◆ **QUOTED PASSAGE**
Thanks Kirk! I'll be in touch.

Robert Langham
2-Nov-2015, 21:14
I'd like to be a fly on the wall on THAT discussion.

macolive
2-Nov-2015, 21:50
I'd like to be a fly on the wall on THAT discussion.
So would I!

vinny
3-Nov-2015, 05:27
LitePanel's Astras are great and pack a punch. So are kino flo's celeb 200's. Not cheap though.

Ben Calwell
5-Nov-2015, 12:18
Maybe Kirk will share with the rest of the class.

Kirk Gittings
5-Nov-2015, 12:22
Maybe Richard can summarize it. I'm buried with work on a way to soon deadline. A conversation I can have-writing it out where it is comprehensible I can't.

Luis-F-S
6-Nov-2015, 09:07
Get a copy of Photographing Buildings Inside and Out by Norman McGrath. Should be readily available as a used book. Probably the most practical architectural photography book. I don't know if Norman did a digital version, but a lot of the film concepts are applicable. L

Richard Wasserman
6-Nov-2015, 09:17
Maybe Richard can summarize it. I'm buried with work on a way to soon deadline. A conversation I can have-writing it out where it is comprehensible I can't.

◆ **GOAL OF THE EXERCISE**
Update the forum thread from "Robert Langham" to "Not cheap though.", putting "conversation" wherever "discussion" appears. The items placed after this text play no part in the work.

◆ **DATASET EXCERPTS**
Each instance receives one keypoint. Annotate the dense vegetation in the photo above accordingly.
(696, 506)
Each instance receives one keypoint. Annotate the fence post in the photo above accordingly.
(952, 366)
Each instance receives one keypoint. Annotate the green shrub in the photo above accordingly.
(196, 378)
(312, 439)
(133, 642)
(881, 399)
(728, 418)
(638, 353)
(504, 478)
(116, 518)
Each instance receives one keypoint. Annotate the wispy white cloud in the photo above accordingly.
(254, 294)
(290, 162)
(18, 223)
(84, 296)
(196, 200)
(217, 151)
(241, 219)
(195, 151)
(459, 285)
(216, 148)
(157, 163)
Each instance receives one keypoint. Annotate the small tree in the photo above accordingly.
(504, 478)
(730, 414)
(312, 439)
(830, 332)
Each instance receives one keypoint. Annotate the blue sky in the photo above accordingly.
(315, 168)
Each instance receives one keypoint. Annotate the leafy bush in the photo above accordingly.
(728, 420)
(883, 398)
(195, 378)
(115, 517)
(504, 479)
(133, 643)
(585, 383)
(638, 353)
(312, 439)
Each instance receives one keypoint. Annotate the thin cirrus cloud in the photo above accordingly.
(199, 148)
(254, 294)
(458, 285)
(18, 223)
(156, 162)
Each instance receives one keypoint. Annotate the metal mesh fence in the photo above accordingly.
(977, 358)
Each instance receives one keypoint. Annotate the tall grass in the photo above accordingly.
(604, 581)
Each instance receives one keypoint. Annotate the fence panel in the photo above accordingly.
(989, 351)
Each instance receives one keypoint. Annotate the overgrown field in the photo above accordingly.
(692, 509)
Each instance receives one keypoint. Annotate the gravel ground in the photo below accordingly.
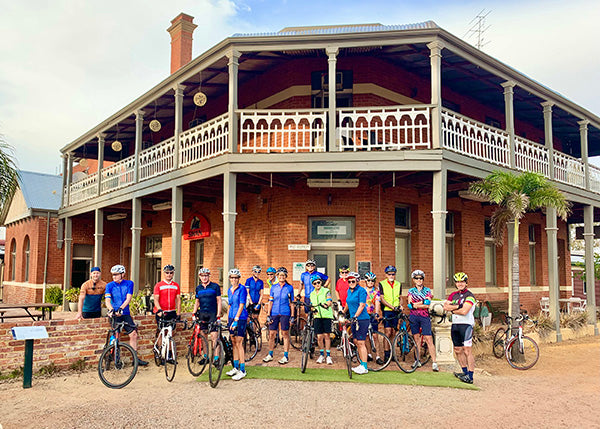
(562, 390)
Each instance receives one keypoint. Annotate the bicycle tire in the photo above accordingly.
(296, 333)
(117, 371)
(498, 344)
(376, 349)
(530, 353)
(197, 356)
(405, 352)
(215, 366)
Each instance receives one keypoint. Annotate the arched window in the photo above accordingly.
(13, 259)
(26, 248)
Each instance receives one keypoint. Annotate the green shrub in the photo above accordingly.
(54, 295)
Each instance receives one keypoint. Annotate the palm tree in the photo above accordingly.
(516, 194)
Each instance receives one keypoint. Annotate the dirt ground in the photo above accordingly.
(562, 390)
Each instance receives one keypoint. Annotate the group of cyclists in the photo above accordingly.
(371, 304)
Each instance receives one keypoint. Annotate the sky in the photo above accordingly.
(65, 66)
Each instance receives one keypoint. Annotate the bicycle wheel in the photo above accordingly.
(379, 343)
(405, 352)
(171, 360)
(117, 365)
(296, 333)
(216, 363)
(197, 356)
(498, 344)
(522, 355)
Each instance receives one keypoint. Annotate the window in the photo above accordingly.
(26, 248)
(490, 254)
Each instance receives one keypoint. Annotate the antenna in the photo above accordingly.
(478, 27)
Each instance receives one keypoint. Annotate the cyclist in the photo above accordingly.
(207, 307)
(356, 306)
(118, 295)
(278, 314)
(254, 285)
(90, 296)
(461, 303)
(374, 310)
(237, 320)
(321, 297)
(419, 298)
(341, 286)
(390, 290)
(167, 296)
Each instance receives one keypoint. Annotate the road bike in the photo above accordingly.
(118, 362)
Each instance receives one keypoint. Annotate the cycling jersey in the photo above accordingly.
(236, 298)
(207, 297)
(281, 297)
(391, 293)
(167, 294)
(254, 288)
(323, 296)
(117, 293)
(463, 297)
(415, 295)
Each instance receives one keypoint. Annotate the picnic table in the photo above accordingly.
(23, 310)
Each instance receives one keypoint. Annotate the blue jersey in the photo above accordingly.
(357, 296)
(235, 299)
(305, 279)
(255, 288)
(117, 293)
(281, 297)
(207, 297)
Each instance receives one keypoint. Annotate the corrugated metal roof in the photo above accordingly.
(342, 29)
(41, 191)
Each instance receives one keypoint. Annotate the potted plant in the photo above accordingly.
(72, 295)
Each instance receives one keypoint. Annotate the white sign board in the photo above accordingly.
(298, 246)
(29, 332)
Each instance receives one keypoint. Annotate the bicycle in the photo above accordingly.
(118, 362)
(165, 351)
(521, 352)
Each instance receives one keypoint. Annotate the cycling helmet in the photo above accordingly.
(417, 273)
(390, 269)
(118, 269)
(461, 277)
(370, 276)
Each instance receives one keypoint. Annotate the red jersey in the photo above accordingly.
(167, 292)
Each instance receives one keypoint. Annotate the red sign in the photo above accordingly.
(196, 227)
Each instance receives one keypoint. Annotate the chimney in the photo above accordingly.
(181, 30)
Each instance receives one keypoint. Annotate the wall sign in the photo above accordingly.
(196, 227)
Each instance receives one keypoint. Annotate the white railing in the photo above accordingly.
(266, 131)
(158, 159)
(475, 139)
(569, 170)
(530, 156)
(118, 175)
(204, 141)
(84, 189)
(384, 128)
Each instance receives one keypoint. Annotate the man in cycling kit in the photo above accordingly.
(118, 295)
(419, 298)
(207, 307)
(461, 303)
(390, 291)
(167, 296)
(278, 314)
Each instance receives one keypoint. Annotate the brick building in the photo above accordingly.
(352, 144)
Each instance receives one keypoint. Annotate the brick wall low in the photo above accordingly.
(72, 340)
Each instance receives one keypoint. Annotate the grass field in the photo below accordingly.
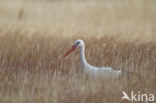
(34, 35)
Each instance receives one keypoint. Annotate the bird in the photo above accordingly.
(88, 69)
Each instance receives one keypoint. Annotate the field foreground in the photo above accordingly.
(31, 66)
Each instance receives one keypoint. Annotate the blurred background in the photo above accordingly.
(34, 34)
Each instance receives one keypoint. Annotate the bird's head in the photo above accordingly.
(78, 43)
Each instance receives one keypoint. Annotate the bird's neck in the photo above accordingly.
(83, 62)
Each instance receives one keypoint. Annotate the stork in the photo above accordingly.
(88, 69)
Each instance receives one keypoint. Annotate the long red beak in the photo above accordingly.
(69, 51)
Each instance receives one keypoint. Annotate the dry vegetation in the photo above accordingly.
(35, 34)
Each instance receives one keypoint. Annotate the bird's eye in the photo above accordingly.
(77, 43)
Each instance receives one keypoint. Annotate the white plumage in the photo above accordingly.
(90, 70)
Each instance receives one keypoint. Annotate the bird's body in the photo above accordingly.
(89, 69)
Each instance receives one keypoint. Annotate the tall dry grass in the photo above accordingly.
(34, 35)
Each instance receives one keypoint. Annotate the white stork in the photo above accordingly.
(88, 69)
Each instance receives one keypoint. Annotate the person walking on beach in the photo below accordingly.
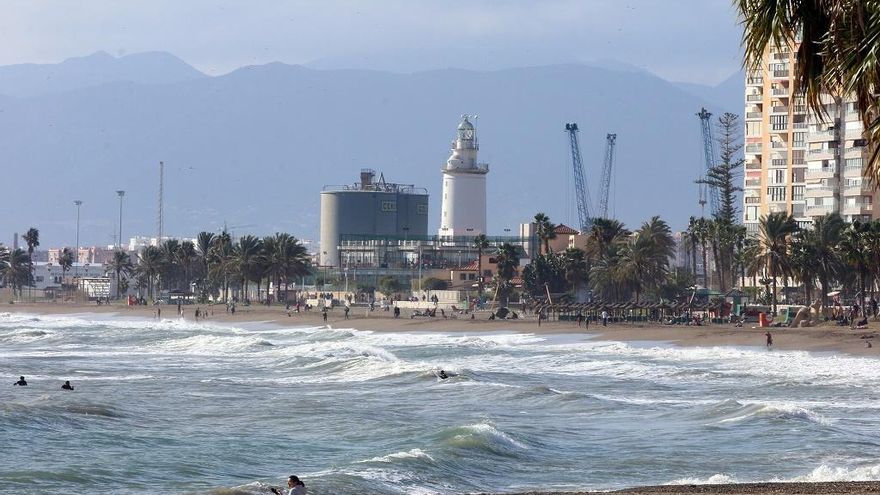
(296, 487)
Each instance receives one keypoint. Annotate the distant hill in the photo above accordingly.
(728, 95)
(254, 147)
(93, 70)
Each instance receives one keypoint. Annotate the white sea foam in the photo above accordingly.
(409, 454)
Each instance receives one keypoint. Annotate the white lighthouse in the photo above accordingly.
(464, 186)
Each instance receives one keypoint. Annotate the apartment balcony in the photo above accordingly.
(820, 173)
(780, 207)
(818, 191)
(861, 190)
(820, 136)
(858, 209)
(854, 152)
(852, 171)
(819, 211)
(820, 154)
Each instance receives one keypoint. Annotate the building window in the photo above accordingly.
(776, 193)
(854, 163)
(777, 177)
(753, 128)
(779, 122)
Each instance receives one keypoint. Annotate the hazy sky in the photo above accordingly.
(682, 40)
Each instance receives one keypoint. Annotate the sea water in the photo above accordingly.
(172, 406)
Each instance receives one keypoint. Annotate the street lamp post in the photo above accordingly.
(78, 203)
(120, 193)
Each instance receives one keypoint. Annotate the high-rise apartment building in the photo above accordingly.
(797, 161)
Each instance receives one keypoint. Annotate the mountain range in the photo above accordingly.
(253, 148)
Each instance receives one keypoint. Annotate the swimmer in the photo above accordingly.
(296, 487)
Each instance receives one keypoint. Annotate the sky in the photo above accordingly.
(679, 40)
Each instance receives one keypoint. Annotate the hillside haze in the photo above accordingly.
(252, 149)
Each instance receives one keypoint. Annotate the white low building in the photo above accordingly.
(50, 275)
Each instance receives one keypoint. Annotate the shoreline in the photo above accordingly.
(825, 338)
(774, 488)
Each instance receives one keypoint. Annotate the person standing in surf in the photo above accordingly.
(296, 487)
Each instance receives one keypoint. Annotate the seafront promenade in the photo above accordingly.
(824, 338)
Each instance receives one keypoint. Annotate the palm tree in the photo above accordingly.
(65, 260)
(576, 268)
(220, 262)
(248, 259)
(604, 233)
(16, 270)
(544, 230)
(824, 238)
(854, 251)
(150, 264)
(837, 52)
(32, 238)
(186, 256)
(506, 263)
(480, 244)
(775, 231)
(169, 272)
(290, 260)
(121, 265)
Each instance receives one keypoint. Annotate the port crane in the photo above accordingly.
(607, 166)
(580, 184)
(707, 189)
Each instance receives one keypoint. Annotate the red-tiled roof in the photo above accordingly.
(563, 229)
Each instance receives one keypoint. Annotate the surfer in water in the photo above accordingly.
(296, 487)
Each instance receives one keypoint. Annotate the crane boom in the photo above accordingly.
(580, 184)
(610, 140)
(709, 152)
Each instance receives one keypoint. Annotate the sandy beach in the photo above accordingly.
(848, 487)
(823, 338)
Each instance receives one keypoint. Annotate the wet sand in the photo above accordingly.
(824, 338)
(837, 487)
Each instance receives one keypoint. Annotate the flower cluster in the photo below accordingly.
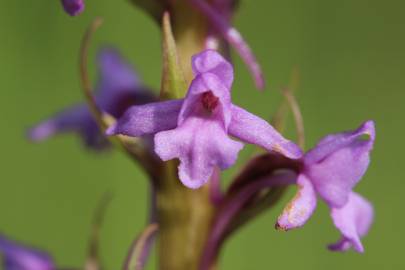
(196, 129)
(205, 131)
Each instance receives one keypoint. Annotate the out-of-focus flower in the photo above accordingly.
(118, 88)
(18, 257)
(197, 129)
(73, 7)
(331, 170)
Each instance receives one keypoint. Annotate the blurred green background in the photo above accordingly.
(351, 56)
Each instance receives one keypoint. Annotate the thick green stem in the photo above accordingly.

◆ **TASK RESPONSE**
Robert Langham
2-Nov-2015, 21:14
I'd like to be a fly on the wall on THAT conversation.

macolive
2-Nov-2015, 21:50
I'd like to be a fly on the wall on THAT conversation.
So would I!

vinny
3-Nov-2015, 05:27
LitePanel's Astras are great and pack a punch. So are kino flo's celeb 200's. Not cheap though.